=== PAGE EXTRACT ===
Science and Technology

## Electric Power and Energy

Tác giả: OpenStaxCollege

# Power in Electric Circuits

Power is associated by many people with electricity. Knowing that power is the rate of energy use or energy conversion, what is the expression for electric power? Power transmission lines might come to mind. We also think of lightbulbs in terms of their power ratings in watts. Let us compare a 25-W bulb with a 60-W bulb. (See [link](a).) Since both operate on the same voltage, the 60-W bulb must draw more current to have a greater power rating. Thus the 60-W bulb’s resistance must be lower than that of a 25-W bulb. If we increase voltage, we also increase power. For example, when a 25-W bulb that is designed to operate on 120 V is connected to 240 V, it briefly glows very brightly and then burns out. Precisely how are voltage, current, and resistance related to electric power?

=== EXCERPTED RECORDS ===
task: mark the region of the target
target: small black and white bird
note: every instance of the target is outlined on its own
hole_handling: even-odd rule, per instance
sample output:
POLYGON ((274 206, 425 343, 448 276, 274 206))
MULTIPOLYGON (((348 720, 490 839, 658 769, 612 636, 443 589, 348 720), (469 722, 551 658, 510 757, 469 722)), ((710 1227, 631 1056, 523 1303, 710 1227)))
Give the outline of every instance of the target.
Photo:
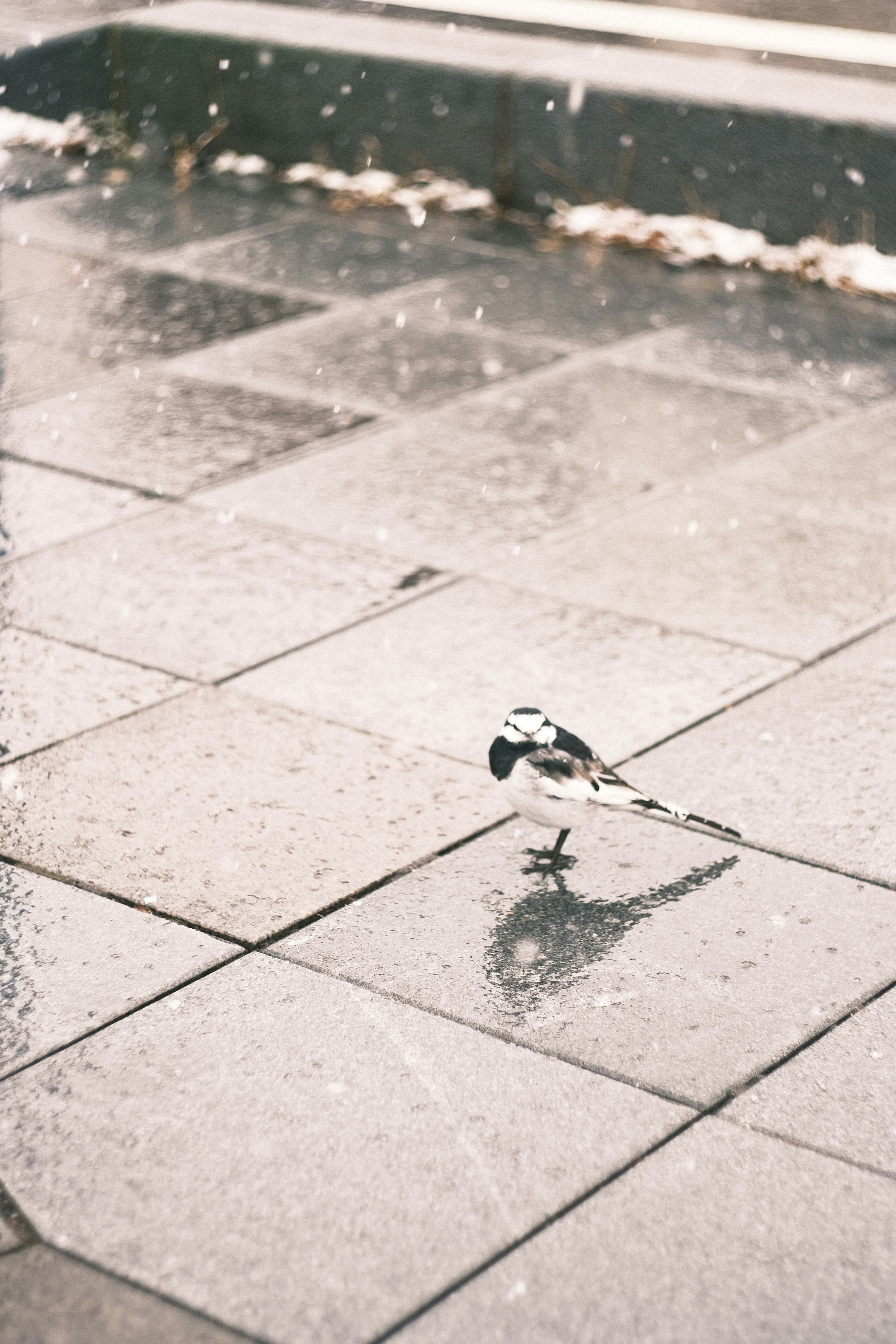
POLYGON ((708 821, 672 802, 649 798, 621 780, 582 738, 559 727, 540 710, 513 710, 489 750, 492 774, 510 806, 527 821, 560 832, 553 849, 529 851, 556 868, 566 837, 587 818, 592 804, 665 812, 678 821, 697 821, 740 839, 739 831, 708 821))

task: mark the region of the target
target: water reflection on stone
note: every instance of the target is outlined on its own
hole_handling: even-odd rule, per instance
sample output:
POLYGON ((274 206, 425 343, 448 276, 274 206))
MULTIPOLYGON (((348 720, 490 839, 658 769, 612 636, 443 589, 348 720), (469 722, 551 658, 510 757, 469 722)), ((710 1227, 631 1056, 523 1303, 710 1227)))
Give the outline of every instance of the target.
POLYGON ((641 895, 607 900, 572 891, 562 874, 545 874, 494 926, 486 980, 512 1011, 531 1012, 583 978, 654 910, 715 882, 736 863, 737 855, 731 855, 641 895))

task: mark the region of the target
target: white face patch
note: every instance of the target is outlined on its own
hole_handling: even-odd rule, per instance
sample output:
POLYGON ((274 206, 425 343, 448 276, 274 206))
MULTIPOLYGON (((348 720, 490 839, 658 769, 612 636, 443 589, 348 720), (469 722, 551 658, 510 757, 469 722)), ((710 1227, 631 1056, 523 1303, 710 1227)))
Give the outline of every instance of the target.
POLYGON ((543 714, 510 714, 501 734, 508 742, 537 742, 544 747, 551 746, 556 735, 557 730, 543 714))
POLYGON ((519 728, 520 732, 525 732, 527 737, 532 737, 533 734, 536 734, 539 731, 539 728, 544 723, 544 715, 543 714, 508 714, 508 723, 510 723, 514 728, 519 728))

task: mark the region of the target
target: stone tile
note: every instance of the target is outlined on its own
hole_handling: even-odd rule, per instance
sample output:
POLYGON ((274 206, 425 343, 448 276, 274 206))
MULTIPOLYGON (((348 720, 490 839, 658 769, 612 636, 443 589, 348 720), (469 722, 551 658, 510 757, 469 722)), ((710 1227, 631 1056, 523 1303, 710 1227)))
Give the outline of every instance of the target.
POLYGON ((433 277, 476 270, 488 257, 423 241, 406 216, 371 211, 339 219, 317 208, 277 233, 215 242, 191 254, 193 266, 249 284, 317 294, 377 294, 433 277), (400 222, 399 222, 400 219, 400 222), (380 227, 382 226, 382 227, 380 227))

=== GOALS ===
1 – In the electric power passage, what happens when a 25-W bulb designed for 120 V is connected to 240 V?
2 – Copy everything in the electric power passage from "Science and Technology" down to "to electric power?".

=== RESULTS FOR EACH TASK ===
1 – It briefly glows very brightly and then burns out.

2 –
Science and Technology

## Electric Power and Energy

Tác giả: OpenStaxCollege

# Power in Electric Circuits

Power is associated by many people with electricity. Knowing that power is the rate of energy use or energy conversion, what is the expression for electric power? Power transmission lines might come to mind. We also think of lightbulbs in terms of their power ratings in watts. Let us compare a 25-W bulb with a 60-W bulb. (See [link](a).) Since both operate on the same voltage, the 60-W bulb must draw more current to have a greater power rating. Thus the 60-W bulb’s resistance must be lower than that of a 25-W bulb. If we increase voltage, we also increase power. For example, when a 25-W bulb that is designed to operate on 120 V is connected to 240 V, it briefly glows very brightly and then burns out. Precisely how are voltage, current, and resistance related to electric power?